** DATA FOR ANALYSIS follows **

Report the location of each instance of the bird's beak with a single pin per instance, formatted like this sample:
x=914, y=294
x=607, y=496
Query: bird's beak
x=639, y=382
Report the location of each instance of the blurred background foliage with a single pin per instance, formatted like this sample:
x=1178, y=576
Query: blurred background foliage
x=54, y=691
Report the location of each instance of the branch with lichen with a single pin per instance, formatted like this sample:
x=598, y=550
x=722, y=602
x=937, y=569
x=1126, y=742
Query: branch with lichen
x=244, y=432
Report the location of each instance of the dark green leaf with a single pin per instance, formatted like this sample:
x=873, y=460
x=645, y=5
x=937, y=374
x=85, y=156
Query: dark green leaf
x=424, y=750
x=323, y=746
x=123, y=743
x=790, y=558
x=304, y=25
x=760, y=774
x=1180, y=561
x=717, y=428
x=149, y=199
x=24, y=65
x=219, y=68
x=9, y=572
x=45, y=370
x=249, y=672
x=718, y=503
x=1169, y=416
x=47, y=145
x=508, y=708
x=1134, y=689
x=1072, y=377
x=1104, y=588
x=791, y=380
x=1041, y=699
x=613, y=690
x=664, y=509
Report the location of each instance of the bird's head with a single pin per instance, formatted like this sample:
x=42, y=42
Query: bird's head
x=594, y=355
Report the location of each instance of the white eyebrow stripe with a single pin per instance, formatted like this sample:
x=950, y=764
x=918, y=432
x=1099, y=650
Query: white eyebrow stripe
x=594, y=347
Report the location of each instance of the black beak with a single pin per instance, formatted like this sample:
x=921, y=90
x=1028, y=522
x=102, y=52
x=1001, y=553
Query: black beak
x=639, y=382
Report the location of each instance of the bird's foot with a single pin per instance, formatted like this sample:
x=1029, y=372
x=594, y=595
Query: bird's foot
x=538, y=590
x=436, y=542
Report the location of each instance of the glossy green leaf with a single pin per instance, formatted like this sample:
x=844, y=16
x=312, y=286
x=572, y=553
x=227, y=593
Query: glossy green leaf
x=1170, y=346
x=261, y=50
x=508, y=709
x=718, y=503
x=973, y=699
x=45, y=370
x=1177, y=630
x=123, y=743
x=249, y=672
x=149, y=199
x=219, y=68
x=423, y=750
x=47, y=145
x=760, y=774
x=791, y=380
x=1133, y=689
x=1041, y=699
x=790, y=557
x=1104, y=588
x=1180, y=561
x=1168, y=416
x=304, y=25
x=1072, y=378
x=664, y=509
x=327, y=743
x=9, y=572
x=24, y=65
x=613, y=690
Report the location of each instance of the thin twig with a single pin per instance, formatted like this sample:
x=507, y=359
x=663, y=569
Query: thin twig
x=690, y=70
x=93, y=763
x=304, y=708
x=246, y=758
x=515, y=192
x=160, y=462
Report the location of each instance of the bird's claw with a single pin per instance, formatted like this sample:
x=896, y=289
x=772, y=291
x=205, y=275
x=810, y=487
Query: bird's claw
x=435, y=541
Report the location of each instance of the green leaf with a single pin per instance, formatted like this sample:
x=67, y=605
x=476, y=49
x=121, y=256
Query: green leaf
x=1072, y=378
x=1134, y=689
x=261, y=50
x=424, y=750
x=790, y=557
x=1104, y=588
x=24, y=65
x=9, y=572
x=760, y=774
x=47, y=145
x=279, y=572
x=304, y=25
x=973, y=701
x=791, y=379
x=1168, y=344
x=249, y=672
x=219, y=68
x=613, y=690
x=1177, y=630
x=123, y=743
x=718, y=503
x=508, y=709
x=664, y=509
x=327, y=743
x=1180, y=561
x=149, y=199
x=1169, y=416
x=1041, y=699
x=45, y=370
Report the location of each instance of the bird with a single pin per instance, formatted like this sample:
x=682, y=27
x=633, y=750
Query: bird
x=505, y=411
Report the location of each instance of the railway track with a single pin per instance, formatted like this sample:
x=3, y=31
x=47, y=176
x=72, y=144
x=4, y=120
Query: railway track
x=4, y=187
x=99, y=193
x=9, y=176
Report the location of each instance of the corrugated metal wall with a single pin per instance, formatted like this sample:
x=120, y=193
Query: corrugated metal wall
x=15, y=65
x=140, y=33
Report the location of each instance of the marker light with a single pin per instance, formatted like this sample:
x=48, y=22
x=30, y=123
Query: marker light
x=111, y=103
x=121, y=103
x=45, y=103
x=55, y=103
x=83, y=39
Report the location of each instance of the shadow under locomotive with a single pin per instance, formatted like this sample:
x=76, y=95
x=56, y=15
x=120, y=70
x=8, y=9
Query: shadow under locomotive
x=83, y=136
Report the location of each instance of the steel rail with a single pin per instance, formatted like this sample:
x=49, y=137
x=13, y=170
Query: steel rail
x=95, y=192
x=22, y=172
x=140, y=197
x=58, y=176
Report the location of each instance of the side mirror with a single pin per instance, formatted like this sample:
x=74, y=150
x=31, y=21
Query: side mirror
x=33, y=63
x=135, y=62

** End of DATA FOR ANALYSIS **

■ AIM OF THE TASK ■
Above this instruction are the records; retype exactly the lines from the one containing "x=312, y=286" up to and including the one containing "x=121, y=256".

■ SOLUTION TO THIS TASK ■
x=312, y=286
x=572, y=553
x=227, y=593
Query: glossy green leaf
x=1170, y=346
x=261, y=50
x=508, y=709
x=718, y=503
x=973, y=699
x=45, y=370
x=1177, y=630
x=123, y=743
x=249, y=672
x=149, y=199
x=219, y=68
x=423, y=750
x=47, y=145
x=760, y=774
x=791, y=380
x=1133, y=689
x=1041, y=699
x=790, y=557
x=1104, y=588
x=1180, y=561
x=1168, y=416
x=304, y=25
x=1072, y=378
x=664, y=509
x=327, y=743
x=9, y=572
x=24, y=65
x=613, y=690
Report the location of each instance of the thin twig with a single pin per instance, formatted like this sample:
x=507, y=359
x=663, y=569
Query: thin twig
x=690, y=70
x=93, y=763
x=304, y=708
x=246, y=758
x=515, y=192
x=160, y=462
Report the location of each instance of the bird's claw with a single pin per instance, formatted like this sample:
x=896, y=289
x=772, y=291
x=205, y=275
x=810, y=487
Query: bird's claw
x=435, y=541
Report the location of each instance of the green leaf with a single pin per instance, formatted like this sample:
x=67, y=605
x=476, y=49
x=121, y=256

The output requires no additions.